• [The task] All that is needed is the line containing "Greenhouse-scouting request: tag the wispy" and the lines after it to the end of the material, written out exactly, pictures left aside.
Source material Block Start
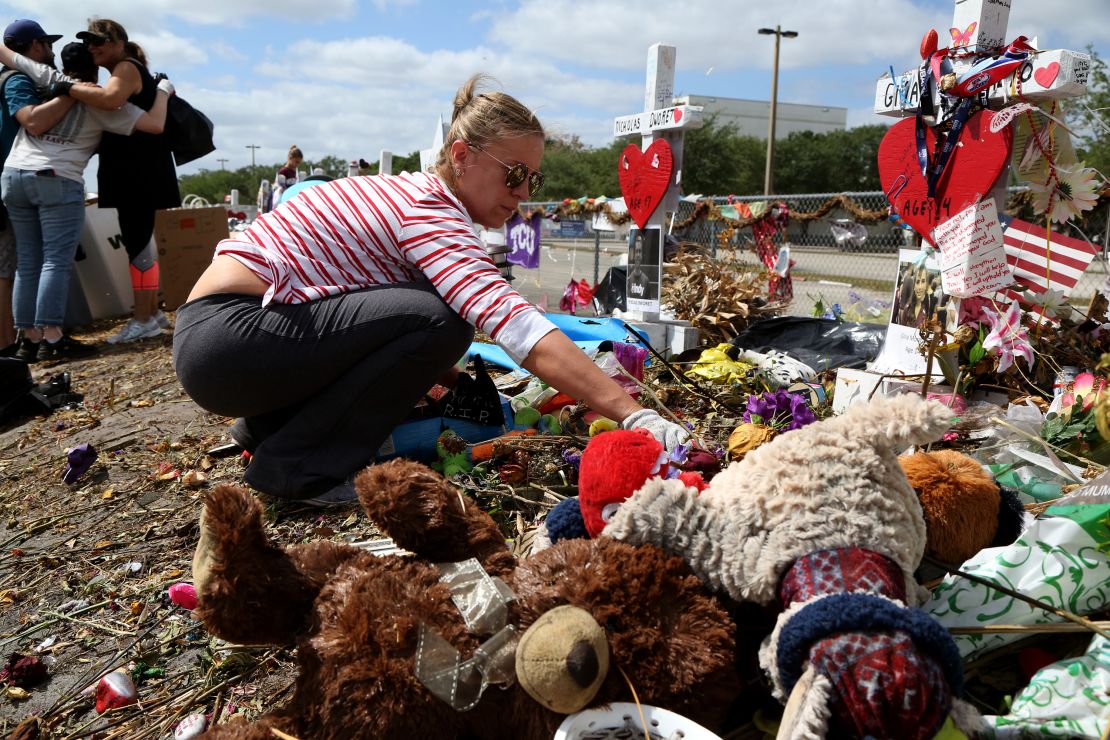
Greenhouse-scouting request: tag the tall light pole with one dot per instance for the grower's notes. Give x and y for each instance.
(774, 105)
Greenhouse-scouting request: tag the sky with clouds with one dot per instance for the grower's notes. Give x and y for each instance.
(351, 78)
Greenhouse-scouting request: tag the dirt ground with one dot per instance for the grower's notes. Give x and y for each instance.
(84, 568)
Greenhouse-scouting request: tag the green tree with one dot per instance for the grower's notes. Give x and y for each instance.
(1090, 115)
(214, 184)
(833, 162)
(718, 161)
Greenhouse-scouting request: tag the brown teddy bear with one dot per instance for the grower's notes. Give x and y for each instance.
(965, 509)
(823, 523)
(457, 640)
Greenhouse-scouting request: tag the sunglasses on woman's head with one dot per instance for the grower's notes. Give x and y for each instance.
(517, 173)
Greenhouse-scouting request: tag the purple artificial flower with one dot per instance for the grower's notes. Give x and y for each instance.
(779, 409)
(78, 459)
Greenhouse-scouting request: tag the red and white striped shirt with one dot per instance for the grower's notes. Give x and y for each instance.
(356, 232)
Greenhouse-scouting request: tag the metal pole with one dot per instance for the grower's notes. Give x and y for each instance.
(597, 256)
(774, 112)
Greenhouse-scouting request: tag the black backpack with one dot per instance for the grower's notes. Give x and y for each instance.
(16, 387)
(190, 132)
(20, 396)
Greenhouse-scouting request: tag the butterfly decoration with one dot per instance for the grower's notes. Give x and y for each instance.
(962, 38)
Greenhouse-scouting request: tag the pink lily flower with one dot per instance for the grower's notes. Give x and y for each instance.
(1008, 337)
(1086, 389)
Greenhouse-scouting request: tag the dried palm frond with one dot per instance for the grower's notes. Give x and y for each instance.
(719, 295)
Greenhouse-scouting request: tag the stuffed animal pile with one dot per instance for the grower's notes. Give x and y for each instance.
(824, 523)
(461, 640)
(458, 639)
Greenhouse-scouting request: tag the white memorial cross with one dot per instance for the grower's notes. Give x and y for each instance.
(1066, 71)
(427, 155)
(1046, 75)
(661, 120)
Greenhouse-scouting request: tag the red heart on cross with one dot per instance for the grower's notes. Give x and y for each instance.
(1046, 75)
(972, 169)
(644, 178)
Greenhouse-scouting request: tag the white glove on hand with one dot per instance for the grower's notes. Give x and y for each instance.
(669, 434)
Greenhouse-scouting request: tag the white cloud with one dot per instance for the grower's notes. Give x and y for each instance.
(226, 51)
(149, 14)
(386, 4)
(616, 33)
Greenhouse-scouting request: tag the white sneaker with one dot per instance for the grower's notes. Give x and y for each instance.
(135, 330)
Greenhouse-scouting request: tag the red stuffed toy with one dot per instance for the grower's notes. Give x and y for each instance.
(614, 466)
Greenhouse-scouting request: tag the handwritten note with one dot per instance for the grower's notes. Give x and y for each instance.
(972, 257)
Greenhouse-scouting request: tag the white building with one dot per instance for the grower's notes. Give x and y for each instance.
(750, 117)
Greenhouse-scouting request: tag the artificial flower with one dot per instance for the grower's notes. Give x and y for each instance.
(1007, 336)
(779, 409)
(971, 310)
(1067, 193)
(1085, 391)
(1052, 302)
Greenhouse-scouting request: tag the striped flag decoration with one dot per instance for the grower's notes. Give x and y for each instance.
(1035, 269)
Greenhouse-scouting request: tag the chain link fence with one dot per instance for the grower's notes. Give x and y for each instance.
(837, 257)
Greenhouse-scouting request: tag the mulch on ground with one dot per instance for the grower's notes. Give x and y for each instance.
(84, 568)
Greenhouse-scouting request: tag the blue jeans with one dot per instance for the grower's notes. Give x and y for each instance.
(47, 213)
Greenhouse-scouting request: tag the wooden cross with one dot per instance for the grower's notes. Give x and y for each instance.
(1047, 75)
(659, 120)
(427, 155)
(980, 27)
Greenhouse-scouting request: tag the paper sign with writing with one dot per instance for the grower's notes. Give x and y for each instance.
(972, 256)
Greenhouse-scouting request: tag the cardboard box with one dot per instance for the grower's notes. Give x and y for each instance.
(187, 239)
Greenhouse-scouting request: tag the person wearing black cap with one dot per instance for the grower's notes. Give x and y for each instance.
(134, 192)
(21, 107)
(43, 189)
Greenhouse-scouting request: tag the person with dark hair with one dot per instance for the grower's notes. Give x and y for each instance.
(135, 192)
(293, 160)
(328, 320)
(916, 296)
(23, 108)
(43, 190)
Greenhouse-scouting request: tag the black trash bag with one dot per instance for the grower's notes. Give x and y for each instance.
(190, 132)
(474, 398)
(820, 343)
(611, 291)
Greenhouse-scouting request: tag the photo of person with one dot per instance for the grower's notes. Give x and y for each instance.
(919, 296)
(644, 269)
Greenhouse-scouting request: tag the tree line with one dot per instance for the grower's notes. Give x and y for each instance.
(717, 159)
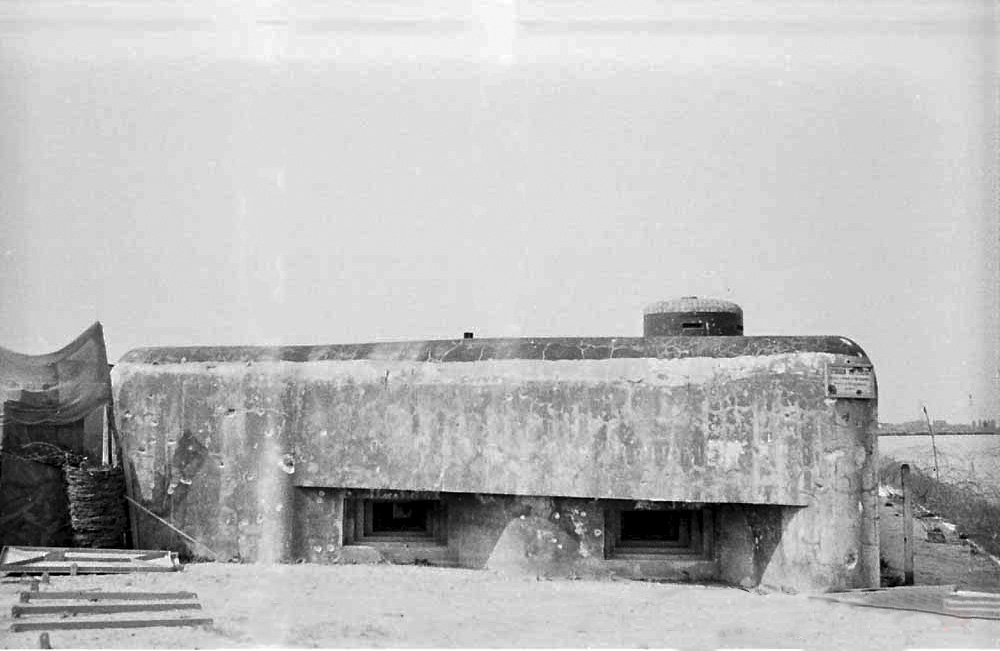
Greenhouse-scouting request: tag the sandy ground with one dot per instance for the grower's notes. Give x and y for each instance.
(403, 606)
(953, 561)
(381, 605)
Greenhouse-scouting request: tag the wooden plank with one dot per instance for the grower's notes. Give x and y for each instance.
(86, 569)
(120, 596)
(904, 473)
(77, 550)
(150, 556)
(100, 609)
(69, 624)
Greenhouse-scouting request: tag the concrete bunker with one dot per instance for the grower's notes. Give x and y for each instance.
(714, 457)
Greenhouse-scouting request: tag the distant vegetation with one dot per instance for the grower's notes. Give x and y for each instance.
(975, 516)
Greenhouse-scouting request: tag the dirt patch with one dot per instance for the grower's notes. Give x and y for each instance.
(409, 606)
(941, 556)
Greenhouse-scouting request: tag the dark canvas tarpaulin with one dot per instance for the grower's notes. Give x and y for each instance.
(58, 388)
(47, 400)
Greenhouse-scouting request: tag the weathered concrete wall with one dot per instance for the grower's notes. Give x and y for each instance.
(714, 420)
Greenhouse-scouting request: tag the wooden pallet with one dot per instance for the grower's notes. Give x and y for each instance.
(73, 603)
(69, 560)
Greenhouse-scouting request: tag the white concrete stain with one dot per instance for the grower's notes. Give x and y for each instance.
(670, 372)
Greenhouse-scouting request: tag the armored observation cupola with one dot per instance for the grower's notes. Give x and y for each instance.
(693, 317)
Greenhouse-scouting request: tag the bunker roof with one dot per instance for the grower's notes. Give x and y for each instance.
(472, 350)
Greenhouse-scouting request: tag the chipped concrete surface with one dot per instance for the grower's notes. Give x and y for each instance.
(731, 428)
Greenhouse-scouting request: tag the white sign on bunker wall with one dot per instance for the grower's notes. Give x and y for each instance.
(850, 381)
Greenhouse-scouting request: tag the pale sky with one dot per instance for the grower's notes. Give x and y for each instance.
(309, 173)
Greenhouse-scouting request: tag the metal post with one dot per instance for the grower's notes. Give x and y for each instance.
(904, 473)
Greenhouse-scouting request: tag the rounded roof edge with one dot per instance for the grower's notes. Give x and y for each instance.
(692, 304)
(474, 350)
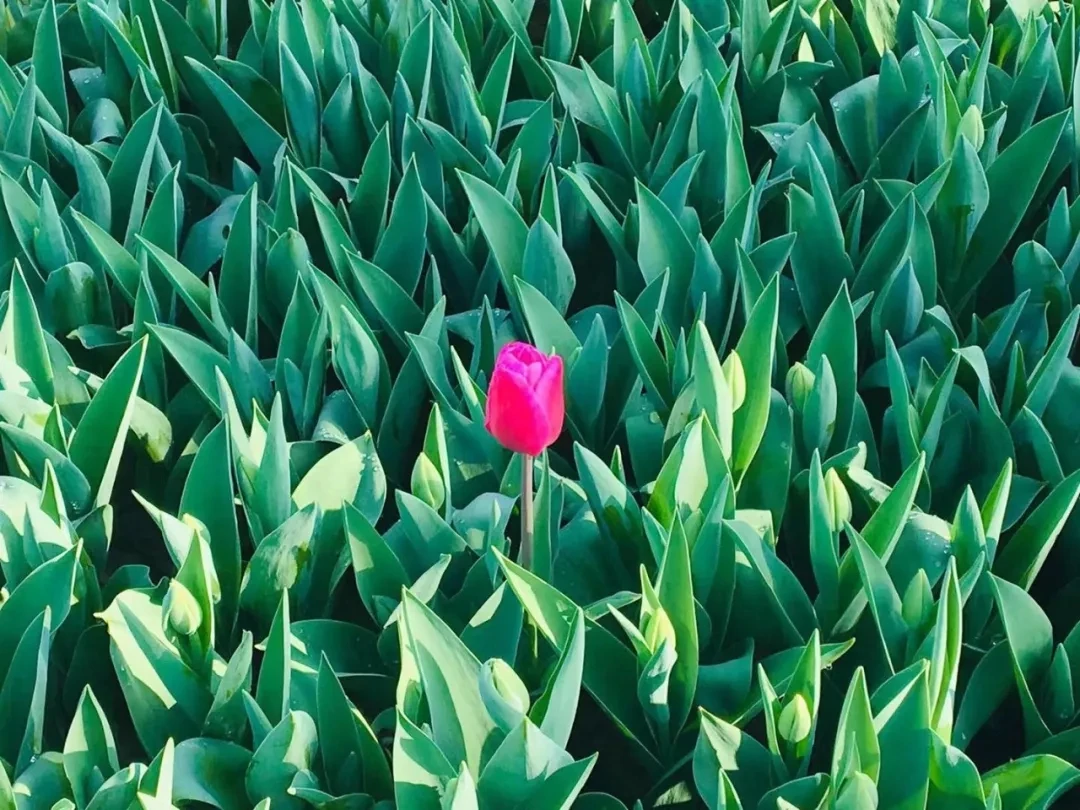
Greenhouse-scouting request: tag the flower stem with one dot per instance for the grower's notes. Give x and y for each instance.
(525, 555)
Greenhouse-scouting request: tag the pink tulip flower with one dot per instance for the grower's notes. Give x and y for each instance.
(525, 406)
(525, 410)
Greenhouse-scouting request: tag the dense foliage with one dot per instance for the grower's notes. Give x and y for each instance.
(806, 541)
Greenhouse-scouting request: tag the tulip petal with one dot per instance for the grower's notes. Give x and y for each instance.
(514, 416)
(549, 392)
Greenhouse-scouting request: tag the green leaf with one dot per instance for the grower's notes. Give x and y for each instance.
(98, 440)
(90, 752)
(449, 674)
(48, 64)
(27, 337)
(756, 349)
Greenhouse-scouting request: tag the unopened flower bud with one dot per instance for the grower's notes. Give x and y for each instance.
(971, 126)
(736, 378)
(427, 483)
(839, 501)
(180, 610)
(503, 693)
(658, 630)
(799, 383)
(795, 720)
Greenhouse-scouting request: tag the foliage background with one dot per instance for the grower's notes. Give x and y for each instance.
(807, 539)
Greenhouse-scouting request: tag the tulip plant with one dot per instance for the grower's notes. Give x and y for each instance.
(525, 412)
(772, 302)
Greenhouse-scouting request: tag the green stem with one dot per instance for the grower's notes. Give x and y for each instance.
(525, 555)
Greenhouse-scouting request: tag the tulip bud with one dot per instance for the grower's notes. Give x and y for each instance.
(795, 720)
(202, 535)
(504, 696)
(180, 610)
(658, 630)
(839, 501)
(427, 482)
(858, 792)
(525, 405)
(736, 378)
(918, 603)
(971, 126)
(799, 383)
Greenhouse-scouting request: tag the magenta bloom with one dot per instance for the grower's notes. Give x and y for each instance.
(525, 405)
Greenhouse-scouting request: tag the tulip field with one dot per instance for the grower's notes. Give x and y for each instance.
(539, 405)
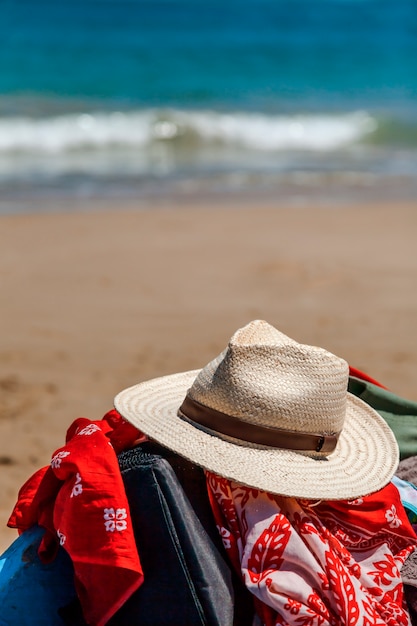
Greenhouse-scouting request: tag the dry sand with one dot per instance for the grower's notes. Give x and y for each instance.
(94, 301)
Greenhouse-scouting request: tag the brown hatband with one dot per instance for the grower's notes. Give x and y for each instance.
(263, 435)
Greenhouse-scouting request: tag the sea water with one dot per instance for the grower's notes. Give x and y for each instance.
(151, 97)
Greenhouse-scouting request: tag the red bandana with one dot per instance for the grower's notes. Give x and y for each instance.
(317, 564)
(81, 502)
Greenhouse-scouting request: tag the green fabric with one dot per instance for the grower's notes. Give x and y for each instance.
(400, 414)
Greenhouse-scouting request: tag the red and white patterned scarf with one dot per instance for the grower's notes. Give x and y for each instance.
(333, 563)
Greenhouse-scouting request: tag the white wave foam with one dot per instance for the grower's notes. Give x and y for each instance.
(194, 129)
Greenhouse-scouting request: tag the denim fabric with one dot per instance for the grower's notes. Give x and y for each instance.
(187, 579)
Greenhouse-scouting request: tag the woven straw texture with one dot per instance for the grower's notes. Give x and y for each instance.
(268, 379)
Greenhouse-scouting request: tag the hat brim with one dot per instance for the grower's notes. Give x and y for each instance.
(363, 462)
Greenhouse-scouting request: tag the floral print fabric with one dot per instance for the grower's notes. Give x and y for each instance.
(317, 564)
(81, 502)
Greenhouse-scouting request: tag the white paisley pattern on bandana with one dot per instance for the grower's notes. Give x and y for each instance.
(115, 519)
(309, 564)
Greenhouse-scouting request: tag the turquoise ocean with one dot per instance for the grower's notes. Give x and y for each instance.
(298, 99)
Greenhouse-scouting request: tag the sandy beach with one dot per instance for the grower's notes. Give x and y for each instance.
(93, 301)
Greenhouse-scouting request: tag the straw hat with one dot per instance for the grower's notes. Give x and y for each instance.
(272, 414)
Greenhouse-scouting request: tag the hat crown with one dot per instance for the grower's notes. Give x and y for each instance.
(267, 379)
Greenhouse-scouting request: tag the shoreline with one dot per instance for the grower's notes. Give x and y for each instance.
(112, 292)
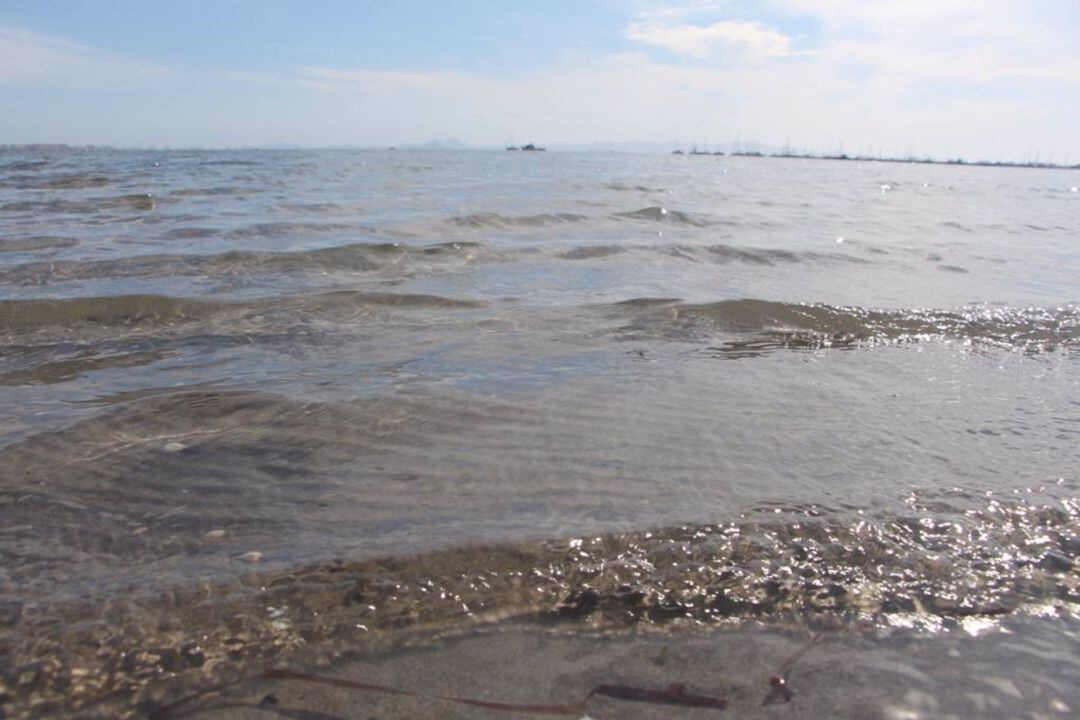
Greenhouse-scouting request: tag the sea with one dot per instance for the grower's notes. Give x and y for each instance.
(273, 408)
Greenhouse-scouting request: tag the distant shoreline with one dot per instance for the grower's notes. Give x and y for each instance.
(872, 159)
(50, 147)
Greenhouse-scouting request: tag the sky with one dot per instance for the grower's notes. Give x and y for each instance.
(974, 79)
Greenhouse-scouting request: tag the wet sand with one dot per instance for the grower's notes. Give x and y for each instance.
(844, 675)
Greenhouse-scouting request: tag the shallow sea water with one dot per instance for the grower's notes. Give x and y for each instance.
(285, 407)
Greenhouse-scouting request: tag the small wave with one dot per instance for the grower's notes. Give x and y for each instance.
(591, 252)
(38, 243)
(133, 311)
(189, 233)
(622, 187)
(23, 165)
(771, 325)
(871, 571)
(657, 214)
(495, 220)
(226, 163)
(356, 257)
(287, 229)
(129, 202)
(66, 181)
(211, 192)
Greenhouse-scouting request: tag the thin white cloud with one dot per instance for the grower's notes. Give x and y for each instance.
(30, 58)
(748, 40)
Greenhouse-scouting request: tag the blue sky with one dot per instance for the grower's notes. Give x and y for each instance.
(989, 79)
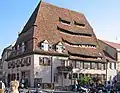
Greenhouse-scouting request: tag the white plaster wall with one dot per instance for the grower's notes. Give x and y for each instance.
(20, 69)
(44, 72)
(112, 51)
(111, 73)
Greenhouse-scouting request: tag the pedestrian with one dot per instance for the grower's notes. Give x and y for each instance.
(2, 87)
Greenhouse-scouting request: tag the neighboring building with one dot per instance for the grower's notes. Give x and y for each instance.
(1, 69)
(55, 43)
(112, 53)
(5, 54)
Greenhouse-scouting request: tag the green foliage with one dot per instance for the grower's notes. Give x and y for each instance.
(85, 80)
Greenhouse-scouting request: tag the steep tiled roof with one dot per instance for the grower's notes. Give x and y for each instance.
(112, 44)
(45, 24)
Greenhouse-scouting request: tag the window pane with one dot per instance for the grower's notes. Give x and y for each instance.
(75, 75)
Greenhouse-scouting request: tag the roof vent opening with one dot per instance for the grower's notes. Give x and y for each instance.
(79, 24)
(64, 21)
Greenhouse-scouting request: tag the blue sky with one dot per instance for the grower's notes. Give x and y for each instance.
(103, 16)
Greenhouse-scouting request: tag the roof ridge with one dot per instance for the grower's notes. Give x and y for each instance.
(31, 21)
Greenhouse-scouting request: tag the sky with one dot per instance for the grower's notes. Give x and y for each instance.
(103, 16)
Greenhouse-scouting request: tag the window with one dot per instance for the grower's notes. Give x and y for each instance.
(60, 48)
(17, 76)
(77, 64)
(93, 65)
(75, 75)
(114, 65)
(104, 66)
(62, 62)
(13, 64)
(99, 66)
(22, 62)
(18, 47)
(28, 61)
(23, 47)
(79, 24)
(65, 75)
(44, 61)
(64, 21)
(9, 65)
(56, 78)
(74, 64)
(44, 45)
(110, 65)
(73, 33)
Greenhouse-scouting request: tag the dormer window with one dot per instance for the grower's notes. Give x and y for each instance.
(64, 21)
(79, 24)
(60, 48)
(45, 45)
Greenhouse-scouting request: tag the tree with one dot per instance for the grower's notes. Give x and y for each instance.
(84, 80)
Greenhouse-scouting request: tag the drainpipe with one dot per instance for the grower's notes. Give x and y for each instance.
(106, 71)
(51, 69)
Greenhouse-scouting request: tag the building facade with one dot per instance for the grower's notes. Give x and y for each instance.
(111, 52)
(56, 46)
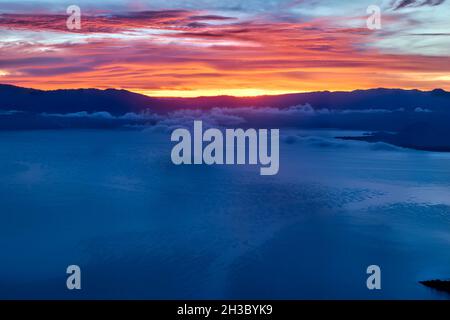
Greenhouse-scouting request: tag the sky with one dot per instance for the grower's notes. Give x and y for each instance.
(191, 48)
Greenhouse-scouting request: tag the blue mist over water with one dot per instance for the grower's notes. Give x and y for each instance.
(141, 228)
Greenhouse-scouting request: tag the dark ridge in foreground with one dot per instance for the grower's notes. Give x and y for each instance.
(119, 102)
(441, 285)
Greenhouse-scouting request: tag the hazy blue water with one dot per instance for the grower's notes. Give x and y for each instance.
(140, 227)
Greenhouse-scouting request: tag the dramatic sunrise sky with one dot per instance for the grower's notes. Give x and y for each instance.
(213, 47)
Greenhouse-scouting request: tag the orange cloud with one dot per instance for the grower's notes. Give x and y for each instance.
(183, 53)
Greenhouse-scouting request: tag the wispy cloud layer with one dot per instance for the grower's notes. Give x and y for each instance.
(204, 48)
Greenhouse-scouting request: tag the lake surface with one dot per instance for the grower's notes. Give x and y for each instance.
(141, 228)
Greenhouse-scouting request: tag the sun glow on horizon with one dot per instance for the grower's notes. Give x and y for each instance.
(247, 92)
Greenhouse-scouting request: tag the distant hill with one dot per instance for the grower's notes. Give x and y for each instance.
(118, 102)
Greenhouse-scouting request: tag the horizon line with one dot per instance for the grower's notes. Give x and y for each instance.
(269, 93)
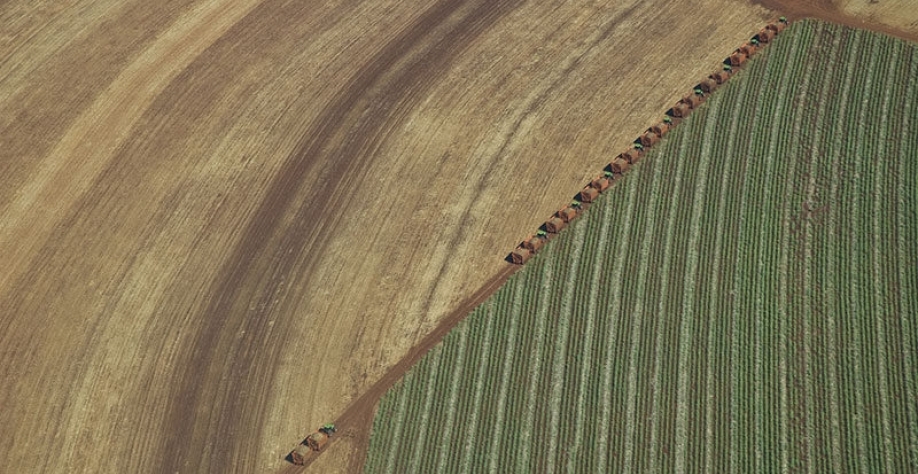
Source material Block End
• [Exercise answer]
Greenhouse-scouting request: tag the wispy cloud layer with one dot per instance for the grower's notes. Give x and y for each instance.
(204, 48)
Greenhouse-scouting request: tag the lake surface with one dot per instance for the grower's notes. Give x and y for each instance.
(141, 228)
Greenhouse-scouting request: tag the sun glow on horizon with one dot per instance for the grower's notes. Give x and y for each instance.
(247, 92)
Greenhouse-scouting request: tag the distant hill with one dot per instance for the grower's notes. Give x and y for each instance.
(118, 102)
Greenhouse-scouting request: tag the horizon line with one dot per instance for the grower's notes. Give x and y for each instance.
(269, 93)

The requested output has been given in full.